PAGE EXCERPT »

Last month, Fed Chairman Ben Bernanke declared that the
recession is most likely over. Of course, that
proclamation by itself doesn't mean it's time to break out
the bubbly. Despite signs of economic and financial
stabilization,
we're not out of the woodsyet.
Investors need flexibility and liquidity in their
portfolios. That means investing in stocks
andbonds. So where do you begin to invest in the
bond world? What areas offer the best return?
To get some answers, I spoke with some bond experts at
Payden & Rygel Investment Management. Here's what they
had to say.
What rates will do
Before you invest in bonds, you should have an idea of
the direction in which interest rates are likely to move.
According to Thomas Higgins, Payden's chief economist, the
Fed is starting to phase out some of the unconventional
programs it implemented at the height of the financial
crisis. That in turn should lead to a tightening of
policy.
Higgins believes interest rates will climb higher
gradually. "The yield increases will be more steady, measured
yield increases," Higgins said on a recent call. "Debt-to-GDP
is expected to grow significantly and so rates could rise 120
to 150 basis points starting around the middle of next year.
Though there is the risk that the Fed may act preemptively,
especially if the strength of the U.S. economy surprises on
the upside."
Where to invest in the bond universe now
With that background in mind, let's take a look at
Payden's specific recommendations. The investment management
company takes a three-pronged approach to bond investing
right now, focusing on corporate bonds, municipal bonds, and
emerging-markets debt to take advantage of the opportunities
in fixed-income securities.
Corporate debt
Jim Sarni, managing principal and senior portfolio
manager at Payden, likes both investment-grade bonds and
high-yield junk bonds that have ratings below investment
grade.
On the investment-grade side, Sarni favors companies in
defensive industries. In particular, he notes that
Allied Waste , which merged with
Republic Services (NYSE: RSG) last year,
offers six-to-seven-year bonds with yields above 6%. For
those with a shorter time horizon, Sarni likes
Dow Chemical (NYSE: DOW), whose three-year
bonds offer a yield between 3.5% and 4%.

PROBLEMS TO WORK ON »
1: In the bond-investing article, rewrite the stretch from "Last month, Fed" through "the best return?", substituting "downturn" for "recession".
2: According to the bond-investing article, what yield do Dow Chemical's three-year bonds offer?

INFORMATION PROVIDED »

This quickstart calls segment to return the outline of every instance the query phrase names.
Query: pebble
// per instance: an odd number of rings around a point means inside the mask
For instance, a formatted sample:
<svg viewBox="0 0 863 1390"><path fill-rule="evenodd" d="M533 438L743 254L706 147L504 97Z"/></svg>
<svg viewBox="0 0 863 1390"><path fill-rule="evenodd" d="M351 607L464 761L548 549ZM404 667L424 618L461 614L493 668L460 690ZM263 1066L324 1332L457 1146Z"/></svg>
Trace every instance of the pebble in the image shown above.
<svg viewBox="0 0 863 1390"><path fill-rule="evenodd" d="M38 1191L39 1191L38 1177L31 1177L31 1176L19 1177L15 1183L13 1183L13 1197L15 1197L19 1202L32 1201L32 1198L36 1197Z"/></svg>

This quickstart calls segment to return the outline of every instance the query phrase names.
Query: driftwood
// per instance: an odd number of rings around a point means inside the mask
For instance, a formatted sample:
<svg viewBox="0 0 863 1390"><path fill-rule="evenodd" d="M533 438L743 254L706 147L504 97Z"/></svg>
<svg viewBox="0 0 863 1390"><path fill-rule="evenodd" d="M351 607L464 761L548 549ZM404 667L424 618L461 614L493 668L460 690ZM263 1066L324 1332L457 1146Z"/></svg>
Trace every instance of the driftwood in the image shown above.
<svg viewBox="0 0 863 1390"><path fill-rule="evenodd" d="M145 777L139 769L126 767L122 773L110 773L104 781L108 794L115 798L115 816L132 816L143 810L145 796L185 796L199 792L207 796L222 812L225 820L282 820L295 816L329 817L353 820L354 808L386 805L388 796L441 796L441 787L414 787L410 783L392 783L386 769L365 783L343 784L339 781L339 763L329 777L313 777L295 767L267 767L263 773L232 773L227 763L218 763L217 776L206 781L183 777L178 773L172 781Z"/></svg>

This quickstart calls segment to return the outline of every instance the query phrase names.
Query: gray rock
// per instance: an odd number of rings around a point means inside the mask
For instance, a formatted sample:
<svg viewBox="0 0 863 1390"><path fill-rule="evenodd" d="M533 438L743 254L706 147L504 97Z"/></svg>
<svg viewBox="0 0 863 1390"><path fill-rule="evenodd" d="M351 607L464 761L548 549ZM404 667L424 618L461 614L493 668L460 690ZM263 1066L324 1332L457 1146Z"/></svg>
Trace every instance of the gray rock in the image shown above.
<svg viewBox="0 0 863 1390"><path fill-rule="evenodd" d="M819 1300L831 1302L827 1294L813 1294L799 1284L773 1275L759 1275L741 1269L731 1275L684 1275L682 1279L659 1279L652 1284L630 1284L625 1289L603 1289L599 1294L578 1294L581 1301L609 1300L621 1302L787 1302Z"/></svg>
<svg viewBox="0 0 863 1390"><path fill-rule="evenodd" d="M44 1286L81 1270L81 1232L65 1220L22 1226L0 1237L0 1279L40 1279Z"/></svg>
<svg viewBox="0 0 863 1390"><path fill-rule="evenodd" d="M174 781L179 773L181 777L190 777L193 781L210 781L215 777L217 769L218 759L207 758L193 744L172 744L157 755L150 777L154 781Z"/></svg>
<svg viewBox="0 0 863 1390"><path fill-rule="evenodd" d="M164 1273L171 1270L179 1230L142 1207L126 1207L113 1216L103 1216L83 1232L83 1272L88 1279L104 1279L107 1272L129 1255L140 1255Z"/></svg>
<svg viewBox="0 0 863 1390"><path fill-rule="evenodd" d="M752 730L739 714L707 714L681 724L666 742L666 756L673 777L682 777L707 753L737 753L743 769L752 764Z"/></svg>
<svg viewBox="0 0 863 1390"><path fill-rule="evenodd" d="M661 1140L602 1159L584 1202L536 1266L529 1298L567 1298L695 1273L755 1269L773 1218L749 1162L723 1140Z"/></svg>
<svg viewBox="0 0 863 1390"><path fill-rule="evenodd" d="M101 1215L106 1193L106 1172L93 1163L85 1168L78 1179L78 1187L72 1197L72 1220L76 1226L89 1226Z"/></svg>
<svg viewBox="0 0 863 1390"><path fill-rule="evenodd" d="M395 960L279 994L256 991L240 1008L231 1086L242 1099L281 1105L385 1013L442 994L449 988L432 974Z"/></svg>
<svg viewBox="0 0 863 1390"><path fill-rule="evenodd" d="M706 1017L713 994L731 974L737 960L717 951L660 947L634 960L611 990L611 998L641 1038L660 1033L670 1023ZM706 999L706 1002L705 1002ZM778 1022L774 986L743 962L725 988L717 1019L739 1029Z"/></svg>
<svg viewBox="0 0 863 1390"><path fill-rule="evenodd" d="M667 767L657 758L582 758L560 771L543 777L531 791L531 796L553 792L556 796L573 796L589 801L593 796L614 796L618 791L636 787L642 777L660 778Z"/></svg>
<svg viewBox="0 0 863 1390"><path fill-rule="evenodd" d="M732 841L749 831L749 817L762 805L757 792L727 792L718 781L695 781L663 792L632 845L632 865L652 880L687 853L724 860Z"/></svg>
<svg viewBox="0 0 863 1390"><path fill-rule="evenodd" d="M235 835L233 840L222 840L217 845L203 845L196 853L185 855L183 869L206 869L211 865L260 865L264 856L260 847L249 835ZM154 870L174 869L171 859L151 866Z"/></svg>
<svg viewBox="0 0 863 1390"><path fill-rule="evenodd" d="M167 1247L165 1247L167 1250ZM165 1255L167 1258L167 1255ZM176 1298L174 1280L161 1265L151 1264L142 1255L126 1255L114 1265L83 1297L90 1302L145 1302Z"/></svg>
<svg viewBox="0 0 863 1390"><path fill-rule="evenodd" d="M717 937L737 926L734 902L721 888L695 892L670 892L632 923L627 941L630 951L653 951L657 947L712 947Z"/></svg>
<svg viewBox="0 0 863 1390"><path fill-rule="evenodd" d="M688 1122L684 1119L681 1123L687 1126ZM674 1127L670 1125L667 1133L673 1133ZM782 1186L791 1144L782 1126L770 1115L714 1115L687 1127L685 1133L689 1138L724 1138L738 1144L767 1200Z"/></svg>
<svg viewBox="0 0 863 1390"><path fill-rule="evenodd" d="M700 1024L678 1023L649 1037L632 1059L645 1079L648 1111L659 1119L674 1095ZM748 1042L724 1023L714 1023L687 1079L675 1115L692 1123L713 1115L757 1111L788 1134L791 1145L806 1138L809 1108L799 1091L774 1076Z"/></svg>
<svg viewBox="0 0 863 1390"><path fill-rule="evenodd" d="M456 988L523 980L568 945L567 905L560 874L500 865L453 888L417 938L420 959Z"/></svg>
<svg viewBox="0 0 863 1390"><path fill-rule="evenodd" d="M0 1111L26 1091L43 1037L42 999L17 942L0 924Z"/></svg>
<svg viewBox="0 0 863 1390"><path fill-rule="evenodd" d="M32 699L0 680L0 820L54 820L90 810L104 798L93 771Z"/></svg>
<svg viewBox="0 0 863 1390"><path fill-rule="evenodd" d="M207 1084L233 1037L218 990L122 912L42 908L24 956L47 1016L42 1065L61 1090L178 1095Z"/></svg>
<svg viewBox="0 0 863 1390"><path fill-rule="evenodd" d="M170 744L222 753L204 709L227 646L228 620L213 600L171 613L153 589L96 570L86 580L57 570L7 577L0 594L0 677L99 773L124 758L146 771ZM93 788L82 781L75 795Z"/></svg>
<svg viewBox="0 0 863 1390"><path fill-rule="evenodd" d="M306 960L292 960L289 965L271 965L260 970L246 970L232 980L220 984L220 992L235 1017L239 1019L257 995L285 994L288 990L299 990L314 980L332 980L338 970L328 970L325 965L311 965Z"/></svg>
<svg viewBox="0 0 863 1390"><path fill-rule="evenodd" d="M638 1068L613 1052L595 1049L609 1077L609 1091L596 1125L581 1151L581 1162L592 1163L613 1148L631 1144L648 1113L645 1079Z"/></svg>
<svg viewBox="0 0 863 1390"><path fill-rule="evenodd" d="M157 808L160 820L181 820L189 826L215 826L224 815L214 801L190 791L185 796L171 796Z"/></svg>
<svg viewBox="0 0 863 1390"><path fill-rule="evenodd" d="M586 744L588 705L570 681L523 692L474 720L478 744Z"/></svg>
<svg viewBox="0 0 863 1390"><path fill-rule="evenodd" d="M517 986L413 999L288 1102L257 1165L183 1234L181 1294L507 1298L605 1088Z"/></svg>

EXPECTED ANSWERS »
1:
Last month, Fed Chairman Ben Bernanke declared that the
downturn is most likely over. Of course, that
proclamation by itself doesn't mean it's time to break out
the bubbly. Despite signs of economic and financial
stabilization,
we're not out of the woodsyet.
Investors need flexibility and liquidity in their
portfolios. That means investing in stocks
andbonds. So where do you begin to invest in the
bond world? What areas offer the best return?

2: A yield between 3.5% and 4%.